-------- Selected text --------

This morning saw MAN GROUP (EMG) issue a RNS and the Share Price has fallen in early trading by 15%. Lets read this together, but I feel this could be an over-reaction, certainly they have had a lowering of asset value due to the volatility of markets, but probably in line with their peers, the dividend is being maintained, liqidity remains robust, managements fees level and overall performance positive: anyone buying now is going to get more bang for their buck:
Peter Clarke, Chief Executive of Man, said:
“The extreme volatility of markets in recent months has created challenging performance conditions across asset classes. This has tested investor appetite for risk but also reinforced the need for diversifying, non-correlated investment returns. The benefits of Man’s strategy to build out a range of investment styles to suit differing market conditions have been strongly evident in this period. AHL is up 7.7% in the five months to end August and is around 5% from high water mark, and GLG macro and European long/short strategies were also positive. Other hedge fund styles saw mixed performance across the period as concerns around global growth prospects and sovereign debt levels, especially in the Euro zone, precipitated violent swings in equity, currency and bond markets. However, our overall hedge fund performance in the quarter to 30 September was encouragingly positive.

-------- Source data --------

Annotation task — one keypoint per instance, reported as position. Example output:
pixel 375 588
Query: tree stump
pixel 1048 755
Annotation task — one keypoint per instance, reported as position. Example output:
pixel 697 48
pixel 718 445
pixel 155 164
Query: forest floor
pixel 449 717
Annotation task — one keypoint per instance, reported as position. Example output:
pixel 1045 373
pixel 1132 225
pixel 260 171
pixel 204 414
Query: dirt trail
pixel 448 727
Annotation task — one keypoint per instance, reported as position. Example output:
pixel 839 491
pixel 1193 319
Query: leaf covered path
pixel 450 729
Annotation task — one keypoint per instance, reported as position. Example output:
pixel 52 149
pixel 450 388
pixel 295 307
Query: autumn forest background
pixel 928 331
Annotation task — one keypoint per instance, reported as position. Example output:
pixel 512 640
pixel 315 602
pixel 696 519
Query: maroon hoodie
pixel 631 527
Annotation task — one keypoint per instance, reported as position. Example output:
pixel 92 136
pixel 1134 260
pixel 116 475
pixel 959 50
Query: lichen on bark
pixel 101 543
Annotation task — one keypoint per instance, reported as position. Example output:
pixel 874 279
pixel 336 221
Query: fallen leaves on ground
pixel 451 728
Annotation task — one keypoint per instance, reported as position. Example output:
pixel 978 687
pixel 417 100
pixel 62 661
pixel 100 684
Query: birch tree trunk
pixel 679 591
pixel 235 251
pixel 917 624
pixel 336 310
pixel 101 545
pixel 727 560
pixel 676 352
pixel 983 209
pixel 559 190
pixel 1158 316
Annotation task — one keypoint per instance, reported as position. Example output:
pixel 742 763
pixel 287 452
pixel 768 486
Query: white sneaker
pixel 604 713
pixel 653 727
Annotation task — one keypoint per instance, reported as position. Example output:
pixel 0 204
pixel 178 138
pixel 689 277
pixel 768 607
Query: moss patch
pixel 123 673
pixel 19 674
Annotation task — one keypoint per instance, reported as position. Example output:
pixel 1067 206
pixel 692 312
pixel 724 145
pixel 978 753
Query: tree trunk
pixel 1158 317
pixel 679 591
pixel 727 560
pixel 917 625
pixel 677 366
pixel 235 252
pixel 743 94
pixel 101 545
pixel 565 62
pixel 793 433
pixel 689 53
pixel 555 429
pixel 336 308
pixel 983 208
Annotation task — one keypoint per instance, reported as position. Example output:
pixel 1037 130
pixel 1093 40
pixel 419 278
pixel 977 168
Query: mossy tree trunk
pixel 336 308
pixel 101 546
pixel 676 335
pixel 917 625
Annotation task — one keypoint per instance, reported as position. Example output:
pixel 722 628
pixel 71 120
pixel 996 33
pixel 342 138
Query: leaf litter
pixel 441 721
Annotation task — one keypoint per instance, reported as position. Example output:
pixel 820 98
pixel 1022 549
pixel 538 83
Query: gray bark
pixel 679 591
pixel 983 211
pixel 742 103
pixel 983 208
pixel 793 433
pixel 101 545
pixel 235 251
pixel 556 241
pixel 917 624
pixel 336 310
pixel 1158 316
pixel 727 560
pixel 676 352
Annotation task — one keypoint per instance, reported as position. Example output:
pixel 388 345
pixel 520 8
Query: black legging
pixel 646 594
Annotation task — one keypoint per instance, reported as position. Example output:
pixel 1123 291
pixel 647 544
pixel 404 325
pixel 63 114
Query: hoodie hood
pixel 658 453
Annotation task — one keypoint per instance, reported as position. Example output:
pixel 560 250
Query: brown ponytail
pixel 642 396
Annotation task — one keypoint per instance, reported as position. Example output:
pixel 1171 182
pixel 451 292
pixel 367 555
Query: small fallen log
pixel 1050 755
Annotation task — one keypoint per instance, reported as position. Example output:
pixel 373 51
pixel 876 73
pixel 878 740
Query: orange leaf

--------

**Required work**
A: Reproduce the listing from its first line through the line containing "pixel 101 543", requests included, and shift every pixel coordinate in the answers by -127.
B: Carry on the post about Man Group's trading update from the point where it stops.
The stock commentary and the listing are unrelated material.

**Responses by task**
A:
Annotation task — one keypoint per instance, reported as position. Example output:
pixel 375 588
Query: tree stump
pixel 921 628
Annotation task — one keypoint per instance, reported as position. Example output:
pixel 697 48
pixel 718 445
pixel 155 164
Query: forest floor
pixel 322 590
Annotation task — one keypoint per instance, reported as position. Example output:
pixel 1045 373
pixel 1132 225
pixel 260 171
pixel 204 414
Query: dirt trail
pixel 321 600
Annotation task — one keypoint per instance, reported as position. Example output:
pixel 839 491
pixel 1193 319
Query: leaf covered path
pixel 323 602
Annotation task — one keypoint per instance, reported as position. Example output:
pixel 52 149
pixel 450 388
pixel 295 307
Query: autumn forest background
pixel 801 204
Annotation task — one keypoint per instance, reported as position. Example output:
pixel 512 640
pixel 315 602
pixel 696 519
Query: maroon hoodie
pixel 504 400
Annotation task — one keypoint per instance, reported as position. Example output:
pixel 92 136
pixel 1134 260
pixel 116 475
pixel 959 50
Query: lichen on bark
pixel -26 416

B:
“As anticipated, investor sentiment continued to weaken across the summer with lower sales in our second quarter and some increase in redemption rates, notably in September. The first half overall saw net inflows, and although the second quarter saw a net outflow it was encouraging to see positive flows in our institutional multi-manager business, as managed account mandates from BVK and USS continued to fund. We have continued to benefit from our strong regional distribution franchise. Our $2.5 billion Japan AHL product, launched in April 2011, is performing well; we have new products launching in Canada and the United States and have added investment management strength into the important Asian markets.
“In terms of financial performance, although assets under management reduced in the second quarter, primarily as a result of market movements in long only and the impact of foreign exchange translation from the weakening Euro, management fees for the half have been broadly stable on a like-for-like basis. Our capital and liquidity position remains very robust and the dividend is being maintained pro rata across our new financial year end.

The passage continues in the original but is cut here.